SOURCE TEXT:
Business Analyst as a Bridge Revisited

Periodically there is a discussion on a LinkedIn referencing the analogy of a Business Analyst to a bridge - usually a bridge between the business and IT.  A recent discussion suggested that the bridge has abutments and the business analyst is more like the abutments than the bridge itself. I typically point out, as I have in an earlier post that the bridge analogy is incorrect and that I feel as long as we see ourselves as bridges we will not fulfill our role as business analysts to the full extent we can.  The conversation went on and I suggested in a post that perhaps we might be considered 'hubs' rather than 'bridges' if we need an analogy responding to someone's suggestion of 'cog'. 
It took a while thinking about it, but then I realized what the real dangers are of the bridge metaphor are.  Here is my posting on the subject:


Going back in time I remember I when I was a programmer in the 60s we talked directly to the business people and sketched report formats, and drew up our own 5081 card layouts and even the scrolled conversation when we had terminals. Of course, IT was called Data Processing then and we were software engineers.
Then i was a programmer analyst because things got complicated and the few of us engineers who could put a meaningful sentence together and did not scare the business people were dispatched to talk with the stakeholders. But we still did all the interface design work and the business modeling and the like.  And then it was called MIS.
Time went on and I became a Systems Analyst which was cool.  Things got more complicated on both sides and the programmer analysts were morphing into more technical specialties like communications programming, network programming, database programming, etc. But I was still doing the same thing, although on a larger scale, evaluating business processes for conversion into 'systems'.  And it was now called IS. The "M" was dropped for a number of cynical reasons.
Then came the Business Analyst because systems analysis became too complicated and complex.  And so did business.  And the whole process of merging technology with business splintered. There were user interface designers and business process modelers and information architects and web design specialists and programmers became developers and testers became Quality Assurance and business analysts stepped into the middle.  And IS became IT.
Now here's the point:  we started off trying to merge business and technology, working together.  As things got complicated and complex, we added layers between and literally separated the two areas.  Now there is a movement (that has been going on for nearly 20 years) on many fronts to get back together again.  The concept of the bridge does nothing to merge business and technology. In fact, it makes it clear that there is only one connection between the two sides: the bridge, and emphasizes the separation of the two sides, else why would a bridge be needed?
Is there a better metaphor that would get all business analysts thinking in terms of closing the gap, rather than bridging the gap?  Is not one of the roles of the business analyst to blend technology into the business seamlessly so that using a computer based function is as natural as using paper and ink?
How about calling ourselves the 'glue of the organization' rather than the bridge?  Even the 'cog' or 'hub' analogies mentioned earlier imply that the components are separated by spokes, the only connection between the hub and component. I am not sure 'glue' is the right image because there are off-putting aspects of being considered 'glue' (stickiness, residue, hanging by a hard hat stuck to a girder, and so forth), but I am sure there is a better analogy or metaphor to depict our real role in the organization in terms of connecting business and technology.

GIVEN INFORMATION:
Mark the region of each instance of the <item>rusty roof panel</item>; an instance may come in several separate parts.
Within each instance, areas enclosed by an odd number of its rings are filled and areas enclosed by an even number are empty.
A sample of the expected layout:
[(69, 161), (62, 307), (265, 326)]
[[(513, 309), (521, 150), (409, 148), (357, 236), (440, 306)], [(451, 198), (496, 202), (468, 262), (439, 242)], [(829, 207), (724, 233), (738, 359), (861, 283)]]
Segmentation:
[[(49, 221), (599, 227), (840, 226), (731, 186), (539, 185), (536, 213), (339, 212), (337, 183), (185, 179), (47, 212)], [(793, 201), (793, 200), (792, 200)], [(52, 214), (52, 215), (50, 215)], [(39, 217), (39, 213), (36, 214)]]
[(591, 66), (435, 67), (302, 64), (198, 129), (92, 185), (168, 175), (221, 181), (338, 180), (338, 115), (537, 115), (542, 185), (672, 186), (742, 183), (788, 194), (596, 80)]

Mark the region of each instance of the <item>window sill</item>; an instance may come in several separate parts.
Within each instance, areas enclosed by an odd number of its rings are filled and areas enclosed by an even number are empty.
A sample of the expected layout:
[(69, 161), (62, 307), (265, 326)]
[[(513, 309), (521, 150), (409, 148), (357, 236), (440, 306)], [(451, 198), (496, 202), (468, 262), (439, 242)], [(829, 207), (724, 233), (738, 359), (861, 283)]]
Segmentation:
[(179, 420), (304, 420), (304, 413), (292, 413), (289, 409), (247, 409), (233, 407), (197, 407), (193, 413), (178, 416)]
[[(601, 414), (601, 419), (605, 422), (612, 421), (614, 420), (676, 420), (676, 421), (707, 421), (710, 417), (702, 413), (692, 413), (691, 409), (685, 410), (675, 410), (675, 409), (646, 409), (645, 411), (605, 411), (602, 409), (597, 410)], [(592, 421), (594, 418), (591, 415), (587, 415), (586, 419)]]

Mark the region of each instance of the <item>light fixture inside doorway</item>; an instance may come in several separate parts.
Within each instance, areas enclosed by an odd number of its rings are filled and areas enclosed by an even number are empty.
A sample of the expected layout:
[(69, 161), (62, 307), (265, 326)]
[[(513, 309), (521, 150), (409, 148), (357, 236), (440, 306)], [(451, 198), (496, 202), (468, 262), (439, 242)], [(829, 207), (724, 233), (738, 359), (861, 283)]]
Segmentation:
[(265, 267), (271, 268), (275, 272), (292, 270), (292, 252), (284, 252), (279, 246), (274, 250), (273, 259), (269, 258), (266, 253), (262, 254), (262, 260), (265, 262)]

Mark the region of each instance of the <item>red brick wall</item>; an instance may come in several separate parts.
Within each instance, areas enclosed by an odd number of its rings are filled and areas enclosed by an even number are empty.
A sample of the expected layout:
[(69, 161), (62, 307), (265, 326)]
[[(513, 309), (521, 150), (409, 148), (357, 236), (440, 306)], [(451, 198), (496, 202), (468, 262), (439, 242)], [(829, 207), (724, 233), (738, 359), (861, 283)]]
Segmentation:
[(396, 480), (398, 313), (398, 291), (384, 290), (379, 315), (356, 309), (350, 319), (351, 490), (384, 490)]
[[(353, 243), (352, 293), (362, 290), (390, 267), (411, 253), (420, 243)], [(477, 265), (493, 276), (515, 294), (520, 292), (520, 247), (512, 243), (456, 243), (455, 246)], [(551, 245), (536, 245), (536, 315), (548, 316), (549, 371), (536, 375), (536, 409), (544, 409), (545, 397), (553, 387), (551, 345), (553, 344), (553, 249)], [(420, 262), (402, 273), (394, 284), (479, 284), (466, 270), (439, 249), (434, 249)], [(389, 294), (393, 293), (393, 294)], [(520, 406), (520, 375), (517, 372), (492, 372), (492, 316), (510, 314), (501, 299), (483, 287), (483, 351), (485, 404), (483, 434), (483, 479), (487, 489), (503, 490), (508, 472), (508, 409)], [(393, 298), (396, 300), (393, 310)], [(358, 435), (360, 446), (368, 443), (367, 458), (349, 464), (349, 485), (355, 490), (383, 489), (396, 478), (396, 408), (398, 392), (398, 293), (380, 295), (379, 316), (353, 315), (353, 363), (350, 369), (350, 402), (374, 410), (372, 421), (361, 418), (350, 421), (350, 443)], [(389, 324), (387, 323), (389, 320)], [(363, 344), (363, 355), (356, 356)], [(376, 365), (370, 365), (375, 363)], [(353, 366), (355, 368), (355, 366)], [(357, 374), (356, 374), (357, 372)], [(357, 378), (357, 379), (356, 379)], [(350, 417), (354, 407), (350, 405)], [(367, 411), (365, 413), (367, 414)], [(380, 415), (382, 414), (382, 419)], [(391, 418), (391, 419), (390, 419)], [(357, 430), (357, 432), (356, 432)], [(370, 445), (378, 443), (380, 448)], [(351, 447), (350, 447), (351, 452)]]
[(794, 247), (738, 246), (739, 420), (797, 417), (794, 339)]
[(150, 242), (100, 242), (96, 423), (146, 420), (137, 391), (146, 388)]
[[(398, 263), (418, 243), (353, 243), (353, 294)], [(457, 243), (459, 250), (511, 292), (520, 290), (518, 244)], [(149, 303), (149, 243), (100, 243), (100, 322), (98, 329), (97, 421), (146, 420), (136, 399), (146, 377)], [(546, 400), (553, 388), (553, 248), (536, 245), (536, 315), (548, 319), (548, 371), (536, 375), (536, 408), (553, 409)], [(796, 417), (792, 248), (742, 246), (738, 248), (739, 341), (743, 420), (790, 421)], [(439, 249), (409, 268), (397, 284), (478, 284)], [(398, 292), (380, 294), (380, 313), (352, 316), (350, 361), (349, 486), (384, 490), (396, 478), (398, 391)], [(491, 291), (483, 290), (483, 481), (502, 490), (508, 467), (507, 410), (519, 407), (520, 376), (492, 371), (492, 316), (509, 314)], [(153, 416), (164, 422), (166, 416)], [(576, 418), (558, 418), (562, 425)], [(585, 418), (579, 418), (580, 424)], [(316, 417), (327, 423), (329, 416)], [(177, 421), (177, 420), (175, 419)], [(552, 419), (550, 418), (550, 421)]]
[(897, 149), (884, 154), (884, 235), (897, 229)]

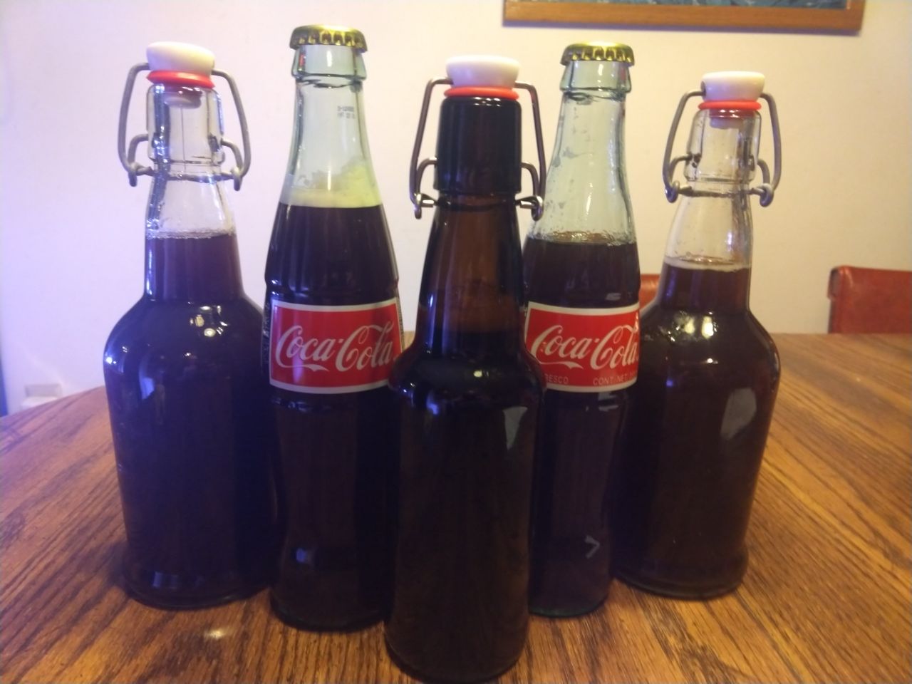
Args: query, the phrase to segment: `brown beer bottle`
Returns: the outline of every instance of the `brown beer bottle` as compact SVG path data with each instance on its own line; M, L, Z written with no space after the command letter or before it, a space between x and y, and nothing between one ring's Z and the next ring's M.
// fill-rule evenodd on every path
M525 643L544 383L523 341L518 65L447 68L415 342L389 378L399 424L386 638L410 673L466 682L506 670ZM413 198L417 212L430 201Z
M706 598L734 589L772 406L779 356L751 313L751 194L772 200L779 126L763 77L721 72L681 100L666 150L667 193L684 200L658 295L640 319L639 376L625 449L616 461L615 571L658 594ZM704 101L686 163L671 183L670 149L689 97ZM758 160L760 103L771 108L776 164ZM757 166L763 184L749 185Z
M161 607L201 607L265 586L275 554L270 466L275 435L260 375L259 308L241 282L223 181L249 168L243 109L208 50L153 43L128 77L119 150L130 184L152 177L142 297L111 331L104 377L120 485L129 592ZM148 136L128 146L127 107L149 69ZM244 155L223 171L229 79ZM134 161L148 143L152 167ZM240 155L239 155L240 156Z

* * *

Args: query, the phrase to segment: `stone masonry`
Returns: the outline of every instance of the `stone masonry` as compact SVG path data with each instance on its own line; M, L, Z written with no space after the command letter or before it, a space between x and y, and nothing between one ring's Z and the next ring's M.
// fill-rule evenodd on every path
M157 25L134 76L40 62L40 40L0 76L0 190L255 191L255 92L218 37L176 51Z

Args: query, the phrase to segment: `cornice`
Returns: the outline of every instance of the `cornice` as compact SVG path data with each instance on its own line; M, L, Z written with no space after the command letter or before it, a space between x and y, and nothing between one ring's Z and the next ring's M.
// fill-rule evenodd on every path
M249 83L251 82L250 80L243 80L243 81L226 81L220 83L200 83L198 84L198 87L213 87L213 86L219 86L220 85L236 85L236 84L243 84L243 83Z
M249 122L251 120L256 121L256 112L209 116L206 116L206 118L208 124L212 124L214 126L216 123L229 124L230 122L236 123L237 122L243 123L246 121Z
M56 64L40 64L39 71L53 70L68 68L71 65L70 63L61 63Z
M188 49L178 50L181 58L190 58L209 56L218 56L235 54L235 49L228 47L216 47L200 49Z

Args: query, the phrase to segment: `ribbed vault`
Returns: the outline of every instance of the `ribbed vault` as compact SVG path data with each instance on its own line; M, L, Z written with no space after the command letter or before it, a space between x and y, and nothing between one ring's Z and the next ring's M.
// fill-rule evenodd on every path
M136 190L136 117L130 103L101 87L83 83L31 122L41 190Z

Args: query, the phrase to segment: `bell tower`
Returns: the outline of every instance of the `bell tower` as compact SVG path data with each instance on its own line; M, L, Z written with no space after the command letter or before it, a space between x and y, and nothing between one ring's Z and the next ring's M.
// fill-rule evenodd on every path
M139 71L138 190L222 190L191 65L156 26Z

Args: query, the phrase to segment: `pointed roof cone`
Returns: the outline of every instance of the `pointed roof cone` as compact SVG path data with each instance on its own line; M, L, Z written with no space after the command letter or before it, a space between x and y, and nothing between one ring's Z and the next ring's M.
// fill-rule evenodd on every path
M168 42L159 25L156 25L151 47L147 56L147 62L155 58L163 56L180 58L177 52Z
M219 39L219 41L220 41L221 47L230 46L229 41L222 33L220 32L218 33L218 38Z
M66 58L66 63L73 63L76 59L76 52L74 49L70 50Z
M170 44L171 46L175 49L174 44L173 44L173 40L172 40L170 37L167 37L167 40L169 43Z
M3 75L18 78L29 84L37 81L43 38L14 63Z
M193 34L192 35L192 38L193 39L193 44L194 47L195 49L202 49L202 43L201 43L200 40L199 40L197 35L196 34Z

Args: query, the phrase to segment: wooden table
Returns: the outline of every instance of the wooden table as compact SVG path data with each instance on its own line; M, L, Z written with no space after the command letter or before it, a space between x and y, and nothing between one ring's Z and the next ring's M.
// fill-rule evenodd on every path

* * *

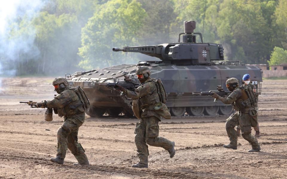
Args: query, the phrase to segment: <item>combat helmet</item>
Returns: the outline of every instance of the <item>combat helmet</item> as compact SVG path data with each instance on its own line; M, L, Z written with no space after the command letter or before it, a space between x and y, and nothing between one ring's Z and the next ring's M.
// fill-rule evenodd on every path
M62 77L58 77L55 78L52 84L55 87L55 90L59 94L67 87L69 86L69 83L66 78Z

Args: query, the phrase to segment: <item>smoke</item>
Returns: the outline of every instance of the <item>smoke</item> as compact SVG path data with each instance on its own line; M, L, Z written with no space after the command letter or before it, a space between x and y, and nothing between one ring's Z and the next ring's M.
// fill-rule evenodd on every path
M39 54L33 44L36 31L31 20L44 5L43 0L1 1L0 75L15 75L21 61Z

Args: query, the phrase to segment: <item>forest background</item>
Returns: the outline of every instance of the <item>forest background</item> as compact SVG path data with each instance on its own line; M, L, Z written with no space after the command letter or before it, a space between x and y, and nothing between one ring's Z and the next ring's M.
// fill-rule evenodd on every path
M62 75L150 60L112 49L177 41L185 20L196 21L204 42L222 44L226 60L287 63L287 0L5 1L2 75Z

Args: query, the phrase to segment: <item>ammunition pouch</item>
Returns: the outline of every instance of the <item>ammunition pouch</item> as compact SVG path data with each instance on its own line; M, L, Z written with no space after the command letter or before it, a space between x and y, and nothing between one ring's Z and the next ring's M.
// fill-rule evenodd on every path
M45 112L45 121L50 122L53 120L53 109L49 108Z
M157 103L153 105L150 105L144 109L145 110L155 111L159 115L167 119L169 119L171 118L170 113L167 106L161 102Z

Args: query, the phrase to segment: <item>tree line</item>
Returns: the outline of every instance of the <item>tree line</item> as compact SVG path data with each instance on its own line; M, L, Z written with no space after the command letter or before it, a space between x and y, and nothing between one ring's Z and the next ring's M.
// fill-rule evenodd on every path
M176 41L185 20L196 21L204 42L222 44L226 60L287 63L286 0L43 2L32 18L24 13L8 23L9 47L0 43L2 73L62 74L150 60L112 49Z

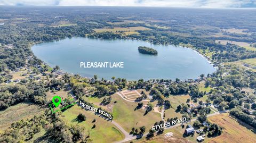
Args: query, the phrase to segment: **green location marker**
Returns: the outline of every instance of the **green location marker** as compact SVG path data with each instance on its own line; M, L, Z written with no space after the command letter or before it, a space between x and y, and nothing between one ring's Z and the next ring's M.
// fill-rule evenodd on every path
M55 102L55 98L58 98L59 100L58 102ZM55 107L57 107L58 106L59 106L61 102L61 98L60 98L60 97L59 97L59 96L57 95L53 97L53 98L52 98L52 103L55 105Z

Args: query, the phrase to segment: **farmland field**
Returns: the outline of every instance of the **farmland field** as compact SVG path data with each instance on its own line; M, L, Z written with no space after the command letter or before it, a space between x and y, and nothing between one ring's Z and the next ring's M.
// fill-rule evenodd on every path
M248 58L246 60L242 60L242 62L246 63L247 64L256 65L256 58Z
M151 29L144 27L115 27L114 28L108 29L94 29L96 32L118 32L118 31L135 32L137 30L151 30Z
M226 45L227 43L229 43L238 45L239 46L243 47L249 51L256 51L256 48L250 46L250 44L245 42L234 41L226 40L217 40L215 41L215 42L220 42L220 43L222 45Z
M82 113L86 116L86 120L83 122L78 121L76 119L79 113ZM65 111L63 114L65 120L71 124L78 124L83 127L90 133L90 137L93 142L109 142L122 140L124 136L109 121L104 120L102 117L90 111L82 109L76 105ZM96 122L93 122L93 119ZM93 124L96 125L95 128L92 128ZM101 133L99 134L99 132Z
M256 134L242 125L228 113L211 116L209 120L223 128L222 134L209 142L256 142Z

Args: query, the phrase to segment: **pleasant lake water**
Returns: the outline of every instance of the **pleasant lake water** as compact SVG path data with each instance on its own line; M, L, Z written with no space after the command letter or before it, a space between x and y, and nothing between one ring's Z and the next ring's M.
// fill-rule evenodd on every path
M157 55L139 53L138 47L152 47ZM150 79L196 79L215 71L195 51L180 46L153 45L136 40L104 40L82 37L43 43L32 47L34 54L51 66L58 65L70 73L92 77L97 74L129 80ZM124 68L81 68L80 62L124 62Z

PROBLEMS TO WORK ON:
1. Answer from the business analyst text.
(a) What was IT called when the writer was a programmer in the 60s?
(b) For roughly how long has the movement to bring business and technology back together been going on?
(c) What name does the writer suggest business analysts call themselves instead of the bridge?
2. Translate this sentence from the business analyst text into Spanish: "The concept of the bridge does nothing to merge business and technology."
Use only the business analyst text, not the records.

RESULTS:
1.
(a) Data Processing
(b) Nearly 20 years
(c) The 'glue of the organization'

2. El concepto del puente no hace nada para fusionar los negocios y la tecnología.